Render every line of the rows below as a Markdown table with two columns, No. for the line number and Line for the text, skipping blank lines. Omit the pictures.

### Data shown ###

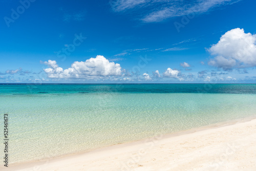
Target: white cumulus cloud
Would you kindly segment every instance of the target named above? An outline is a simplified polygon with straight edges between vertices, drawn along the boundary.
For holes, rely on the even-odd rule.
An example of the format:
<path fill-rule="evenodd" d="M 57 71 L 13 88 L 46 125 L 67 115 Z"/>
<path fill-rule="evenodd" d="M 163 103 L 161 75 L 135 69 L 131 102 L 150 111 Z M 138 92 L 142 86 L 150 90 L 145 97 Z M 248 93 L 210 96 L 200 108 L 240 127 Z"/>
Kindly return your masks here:
<path fill-rule="evenodd" d="M 180 72 L 178 70 L 173 70 L 170 68 L 168 68 L 163 73 L 163 76 L 165 77 L 178 78 L 178 74 Z"/>
<path fill-rule="evenodd" d="M 144 76 L 144 78 L 146 80 L 150 80 L 152 78 L 150 77 L 150 75 L 147 73 L 144 73 L 142 76 Z"/>
<path fill-rule="evenodd" d="M 159 74 L 159 71 L 156 70 L 154 73 L 154 76 L 155 76 L 157 78 L 161 77 L 161 75 Z"/>
<path fill-rule="evenodd" d="M 75 61 L 72 64 L 71 68 L 65 70 L 59 67 L 55 60 L 49 60 L 42 63 L 49 67 L 44 70 L 48 77 L 52 78 L 95 79 L 122 75 L 120 64 L 110 62 L 101 55 L 97 55 L 96 58 L 91 58 L 86 61 Z"/>
<path fill-rule="evenodd" d="M 256 66 L 256 35 L 236 28 L 227 31 L 208 49 L 215 57 L 208 64 L 224 70 Z"/>
<path fill-rule="evenodd" d="M 183 63 L 180 63 L 180 66 L 183 68 L 187 68 L 190 67 L 190 65 L 185 62 L 184 62 Z"/>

###

* **Expected answer**:
| No. | Line |
|---|---|
| 1 | Target: white cumulus cloud |
| 2 | Would you kindly segment every instance of the target named above? An outline is a simplified polygon with straight edges between vertices, drawn along the boundary. |
| 3 | For holes, rely on the even-odd rule. |
| 4 | An example of the format: |
| 5 | <path fill-rule="evenodd" d="M 57 71 L 13 88 L 46 125 L 67 115 Z"/> |
| 6 | <path fill-rule="evenodd" d="M 163 103 L 161 75 L 135 69 L 131 102 L 150 111 Z M 138 92 L 142 86 L 150 90 L 145 97 Z M 248 93 L 210 96 L 200 108 L 240 127 Z"/> |
| 7 | Kindly return your masks here: |
| 8 | <path fill-rule="evenodd" d="M 180 72 L 178 70 L 173 70 L 170 68 L 168 68 L 163 73 L 163 76 L 165 77 L 178 78 L 178 74 Z"/> |
| 9 | <path fill-rule="evenodd" d="M 144 76 L 144 78 L 146 80 L 150 80 L 152 78 L 150 77 L 150 75 L 147 73 L 144 73 L 142 76 Z"/> |
| 10 | <path fill-rule="evenodd" d="M 159 74 L 159 71 L 156 70 L 154 73 L 154 76 L 155 76 L 157 78 L 161 77 L 161 75 Z"/> |
| 11 | <path fill-rule="evenodd" d="M 75 61 L 72 64 L 71 68 L 65 70 L 59 67 L 55 60 L 49 60 L 42 63 L 49 67 L 44 70 L 48 77 L 52 78 L 95 79 L 122 75 L 120 64 L 110 62 L 101 55 L 97 55 L 96 58 L 91 58 L 86 61 Z"/> |
| 12 | <path fill-rule="evenodd" d="M 256 66 L 256 35 L 236 28 L 227 31 L 208 49 L 215 57 L 208 64 L 224 70 Z"/> |
| 13 | <path fill-rule="evenodd" d="M 183 63 L 180 63 L 180 66 L 183 68 L 187 68 L 190 67 L 190 65 L 185 62 L 184 62 Z"/> |